◆ SOURCE DOCUMENT:
· · · ·

In the past weeks, two events have hastened the broad availability of free, digitized literature: The last of the big six U.S. publishers joined the other five in agreeing to make their e-books available to public libraries and, a consortium of libraries and other organizations have launched a national digital public library.

Hachette joined Harper Collins, Macmillan,  Penguin Group, Random House and Simon and Schuster in making their e-books available to public libraries.  These companies publish about two-thirds of the books in the U.S.   Many details remain to be resolved and, according to Anthony Marx, writing in The New York Times, each publisher has different requirements for selling or licensing library e-books.

It’s logical to assume that the ease of checking out e-books at your local library and the availability of many titles will cut into the sale of e-books.  Just how soon the majority of popular books will be widely available in libraries is anyone’s guess.  It may take months or years.   For example, Spokane, Wash., Spokesman Review writer Adrian Rogers recently wrote that few of the current best-selling books are available in e-book format at the Spokane Public Library.

According to Marx, president of the New York Public Library, the Great Recession caused a nationwide surge in library use, yet many Americans don’t even know that libraries offer e-books, limited as the selection might be.

DPLA launched

The other recent development is the creation of the Digital Public Library of America, a modern-day Alexandria, that seeks to use resources from libraries across the country, digitize them and make them available free to the public.

Executive director of the DPLA, Dan Cohen, told Atlantic Monthly recently that the library was a “large-scale attempt, to knit together America’s archives, libraries, and museums, which have a tremendous amount of content–all forms of human expression, from images and photographs, to artwork, to published material and unpublished material, like archival and special collections.”

One of the goals, according to Cohen, is to make it easier for researchers–or anyone–to find material that they might otherwise have to discover by visiting hundreds or thousands of websites.  In addition, third-party users will be able to create apps based on DPLA content.

· · · ·

◆ EXERCISE 1:
In the listing, render the part that opens with the line containing "Mark every single green grass" and closes with the line containing "[228,540,334,572]" as a Markdown table with the columns "Number" and "Entry", leaving out blank lines.

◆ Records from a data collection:
· · · ·

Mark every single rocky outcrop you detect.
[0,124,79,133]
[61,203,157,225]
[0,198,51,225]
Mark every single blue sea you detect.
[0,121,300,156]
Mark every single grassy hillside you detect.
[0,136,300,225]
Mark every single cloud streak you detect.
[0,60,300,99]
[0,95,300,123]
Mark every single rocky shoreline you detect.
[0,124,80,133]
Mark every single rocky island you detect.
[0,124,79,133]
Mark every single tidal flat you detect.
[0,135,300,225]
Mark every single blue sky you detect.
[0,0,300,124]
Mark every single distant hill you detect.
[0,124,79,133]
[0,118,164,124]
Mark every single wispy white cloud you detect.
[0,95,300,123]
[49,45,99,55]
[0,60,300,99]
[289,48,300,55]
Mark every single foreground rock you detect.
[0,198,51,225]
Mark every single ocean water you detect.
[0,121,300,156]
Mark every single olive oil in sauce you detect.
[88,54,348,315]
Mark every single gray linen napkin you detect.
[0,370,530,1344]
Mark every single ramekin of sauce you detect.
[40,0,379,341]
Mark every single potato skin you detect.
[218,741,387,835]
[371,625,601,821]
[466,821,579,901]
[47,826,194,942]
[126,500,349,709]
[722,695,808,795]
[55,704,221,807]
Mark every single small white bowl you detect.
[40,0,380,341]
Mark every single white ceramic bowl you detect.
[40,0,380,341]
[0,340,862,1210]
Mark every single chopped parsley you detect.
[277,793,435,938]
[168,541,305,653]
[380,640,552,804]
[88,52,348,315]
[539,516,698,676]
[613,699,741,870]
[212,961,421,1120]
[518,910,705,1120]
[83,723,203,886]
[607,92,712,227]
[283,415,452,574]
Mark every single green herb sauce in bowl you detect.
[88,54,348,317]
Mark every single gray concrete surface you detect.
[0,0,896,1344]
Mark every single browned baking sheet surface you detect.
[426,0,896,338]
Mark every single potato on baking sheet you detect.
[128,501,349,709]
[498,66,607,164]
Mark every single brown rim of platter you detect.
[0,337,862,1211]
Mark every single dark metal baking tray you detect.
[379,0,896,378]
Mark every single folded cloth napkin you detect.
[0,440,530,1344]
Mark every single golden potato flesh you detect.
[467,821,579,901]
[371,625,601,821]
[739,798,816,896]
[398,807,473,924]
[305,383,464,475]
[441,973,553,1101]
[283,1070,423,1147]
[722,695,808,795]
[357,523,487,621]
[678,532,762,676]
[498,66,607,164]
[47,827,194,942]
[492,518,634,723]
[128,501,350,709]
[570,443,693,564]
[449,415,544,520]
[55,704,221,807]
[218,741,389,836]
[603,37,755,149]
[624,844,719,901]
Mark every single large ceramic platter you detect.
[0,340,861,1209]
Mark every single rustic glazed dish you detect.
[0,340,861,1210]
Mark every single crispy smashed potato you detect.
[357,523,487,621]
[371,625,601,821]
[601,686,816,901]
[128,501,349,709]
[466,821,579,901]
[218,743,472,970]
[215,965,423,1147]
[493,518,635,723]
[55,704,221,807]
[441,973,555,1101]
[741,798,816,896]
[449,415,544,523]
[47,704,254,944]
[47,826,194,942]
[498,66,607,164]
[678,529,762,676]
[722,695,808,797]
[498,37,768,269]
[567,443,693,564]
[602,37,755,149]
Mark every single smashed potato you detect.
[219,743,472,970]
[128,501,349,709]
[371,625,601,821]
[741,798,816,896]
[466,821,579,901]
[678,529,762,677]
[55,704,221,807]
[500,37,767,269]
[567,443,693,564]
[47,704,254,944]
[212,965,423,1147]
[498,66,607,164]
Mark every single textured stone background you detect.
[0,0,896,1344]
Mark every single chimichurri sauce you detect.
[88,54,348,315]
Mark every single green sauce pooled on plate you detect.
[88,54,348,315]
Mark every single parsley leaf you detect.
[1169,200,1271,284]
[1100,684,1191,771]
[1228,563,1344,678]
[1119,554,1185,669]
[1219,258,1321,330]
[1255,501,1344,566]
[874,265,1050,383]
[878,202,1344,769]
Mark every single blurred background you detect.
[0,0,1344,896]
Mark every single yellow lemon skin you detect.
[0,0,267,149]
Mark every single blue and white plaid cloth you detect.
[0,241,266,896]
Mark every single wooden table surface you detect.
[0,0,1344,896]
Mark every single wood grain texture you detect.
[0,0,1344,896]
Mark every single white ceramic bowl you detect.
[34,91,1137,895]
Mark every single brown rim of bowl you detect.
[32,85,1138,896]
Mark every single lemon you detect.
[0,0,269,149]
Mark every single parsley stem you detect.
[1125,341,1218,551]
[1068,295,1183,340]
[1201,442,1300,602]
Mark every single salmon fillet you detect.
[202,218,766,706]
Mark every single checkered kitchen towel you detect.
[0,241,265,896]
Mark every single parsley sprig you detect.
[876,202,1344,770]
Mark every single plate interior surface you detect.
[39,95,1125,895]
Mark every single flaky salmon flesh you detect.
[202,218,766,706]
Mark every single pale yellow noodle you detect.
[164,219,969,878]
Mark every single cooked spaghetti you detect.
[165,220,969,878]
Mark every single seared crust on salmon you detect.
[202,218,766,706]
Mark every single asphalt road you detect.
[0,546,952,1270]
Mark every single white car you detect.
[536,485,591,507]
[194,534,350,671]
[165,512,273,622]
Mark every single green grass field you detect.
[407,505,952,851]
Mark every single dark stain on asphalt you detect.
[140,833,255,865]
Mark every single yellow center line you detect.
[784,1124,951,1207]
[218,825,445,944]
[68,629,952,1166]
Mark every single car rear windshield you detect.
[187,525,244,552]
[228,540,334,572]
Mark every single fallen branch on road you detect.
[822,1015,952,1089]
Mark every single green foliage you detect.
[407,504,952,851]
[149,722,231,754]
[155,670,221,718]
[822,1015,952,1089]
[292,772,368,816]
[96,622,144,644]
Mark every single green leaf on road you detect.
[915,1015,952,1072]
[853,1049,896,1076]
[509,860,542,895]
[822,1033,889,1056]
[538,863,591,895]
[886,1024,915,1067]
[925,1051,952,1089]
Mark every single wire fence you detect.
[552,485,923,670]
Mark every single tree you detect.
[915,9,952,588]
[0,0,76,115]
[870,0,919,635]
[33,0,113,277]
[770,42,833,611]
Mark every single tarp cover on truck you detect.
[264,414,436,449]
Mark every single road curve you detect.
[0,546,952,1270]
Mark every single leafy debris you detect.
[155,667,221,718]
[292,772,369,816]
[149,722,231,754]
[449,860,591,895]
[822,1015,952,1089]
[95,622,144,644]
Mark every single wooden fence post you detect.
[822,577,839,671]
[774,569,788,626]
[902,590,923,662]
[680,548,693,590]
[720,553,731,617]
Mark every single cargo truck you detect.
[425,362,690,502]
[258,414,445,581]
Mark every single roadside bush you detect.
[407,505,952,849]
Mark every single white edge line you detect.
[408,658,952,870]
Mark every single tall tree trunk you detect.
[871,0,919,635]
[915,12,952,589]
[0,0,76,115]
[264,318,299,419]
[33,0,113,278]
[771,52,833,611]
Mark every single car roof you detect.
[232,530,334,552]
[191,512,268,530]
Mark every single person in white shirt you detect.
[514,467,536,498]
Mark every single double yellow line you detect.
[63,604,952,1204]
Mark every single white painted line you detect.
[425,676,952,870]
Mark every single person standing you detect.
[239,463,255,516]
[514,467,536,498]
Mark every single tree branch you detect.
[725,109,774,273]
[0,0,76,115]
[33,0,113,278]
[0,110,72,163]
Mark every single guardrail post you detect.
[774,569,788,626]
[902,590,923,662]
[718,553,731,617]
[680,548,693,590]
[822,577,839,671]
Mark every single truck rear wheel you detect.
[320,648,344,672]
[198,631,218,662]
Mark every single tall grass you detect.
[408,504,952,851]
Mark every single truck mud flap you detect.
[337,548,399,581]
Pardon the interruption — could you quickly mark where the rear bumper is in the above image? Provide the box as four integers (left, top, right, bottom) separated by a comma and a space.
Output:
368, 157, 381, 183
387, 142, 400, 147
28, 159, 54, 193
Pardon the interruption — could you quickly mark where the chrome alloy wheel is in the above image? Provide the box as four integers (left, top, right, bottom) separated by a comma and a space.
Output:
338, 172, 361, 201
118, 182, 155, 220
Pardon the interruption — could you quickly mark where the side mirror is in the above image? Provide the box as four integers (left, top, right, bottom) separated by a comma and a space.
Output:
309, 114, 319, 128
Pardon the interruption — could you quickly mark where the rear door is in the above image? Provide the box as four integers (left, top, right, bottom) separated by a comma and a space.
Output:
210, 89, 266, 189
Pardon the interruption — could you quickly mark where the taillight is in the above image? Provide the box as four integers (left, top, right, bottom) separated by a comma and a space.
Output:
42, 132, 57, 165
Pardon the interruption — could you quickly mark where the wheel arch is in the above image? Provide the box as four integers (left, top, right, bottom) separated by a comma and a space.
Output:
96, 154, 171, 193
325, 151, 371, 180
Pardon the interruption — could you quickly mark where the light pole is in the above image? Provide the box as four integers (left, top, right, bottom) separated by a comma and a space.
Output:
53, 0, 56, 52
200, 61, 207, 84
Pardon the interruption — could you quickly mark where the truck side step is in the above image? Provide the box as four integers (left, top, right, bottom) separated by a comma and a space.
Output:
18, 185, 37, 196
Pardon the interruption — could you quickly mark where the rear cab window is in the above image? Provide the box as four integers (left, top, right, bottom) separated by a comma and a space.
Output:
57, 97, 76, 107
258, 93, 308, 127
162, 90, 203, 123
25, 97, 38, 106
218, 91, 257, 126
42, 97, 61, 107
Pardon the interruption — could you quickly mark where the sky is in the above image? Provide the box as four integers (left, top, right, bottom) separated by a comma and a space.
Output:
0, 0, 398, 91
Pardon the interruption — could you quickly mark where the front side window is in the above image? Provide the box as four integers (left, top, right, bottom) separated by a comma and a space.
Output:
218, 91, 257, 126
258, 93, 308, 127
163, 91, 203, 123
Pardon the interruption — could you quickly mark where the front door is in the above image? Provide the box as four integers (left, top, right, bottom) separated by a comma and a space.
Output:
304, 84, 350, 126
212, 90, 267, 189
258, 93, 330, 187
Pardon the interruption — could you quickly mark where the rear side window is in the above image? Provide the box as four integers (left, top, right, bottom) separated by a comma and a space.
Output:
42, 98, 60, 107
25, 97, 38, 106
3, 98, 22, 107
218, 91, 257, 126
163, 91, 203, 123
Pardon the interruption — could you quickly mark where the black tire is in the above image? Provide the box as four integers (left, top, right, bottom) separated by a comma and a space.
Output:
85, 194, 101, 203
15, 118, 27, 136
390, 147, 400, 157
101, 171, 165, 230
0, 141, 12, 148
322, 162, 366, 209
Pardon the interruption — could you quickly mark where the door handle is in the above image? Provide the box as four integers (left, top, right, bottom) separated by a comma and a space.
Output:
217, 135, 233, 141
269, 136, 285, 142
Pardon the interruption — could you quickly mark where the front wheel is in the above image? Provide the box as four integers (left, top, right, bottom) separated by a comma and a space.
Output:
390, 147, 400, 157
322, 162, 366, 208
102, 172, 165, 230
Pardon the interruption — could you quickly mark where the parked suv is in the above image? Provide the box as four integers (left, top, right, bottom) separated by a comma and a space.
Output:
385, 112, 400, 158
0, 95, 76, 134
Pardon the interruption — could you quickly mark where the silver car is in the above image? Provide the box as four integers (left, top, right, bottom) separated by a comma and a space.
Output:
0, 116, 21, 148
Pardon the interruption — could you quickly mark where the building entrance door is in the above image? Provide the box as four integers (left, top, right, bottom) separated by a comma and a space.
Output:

· · · ·

◆ EXERCISE 2:
According to the article on library e-books, which publisher was the last of the big six U.S. publishers to agree to make its e-books available to public libraries?

◆ FULL RESPONSE 1:
| Number | Entry |
|---|---|
| 1 | Mark every single green grass field you detect. |
| 2 | [407,505,952,851] |
| 3 | Mark every single dark stain on asphalt you detect. |
| 4 | [140,833,255,865] |
| 5 | Mark every single yellow center line you detect. |
| 6 | [784,1124,951,1207] |
| 7 | [218,825,445,944] |
| 8 | [68,629,952,1166] |
| 9 | Mark every single car rear windshield you detect. |
| 10 | [187,525,244,552] |
| 11 | [228,540,334,572] |

◆ FULL RESPONSE 2:
Hachette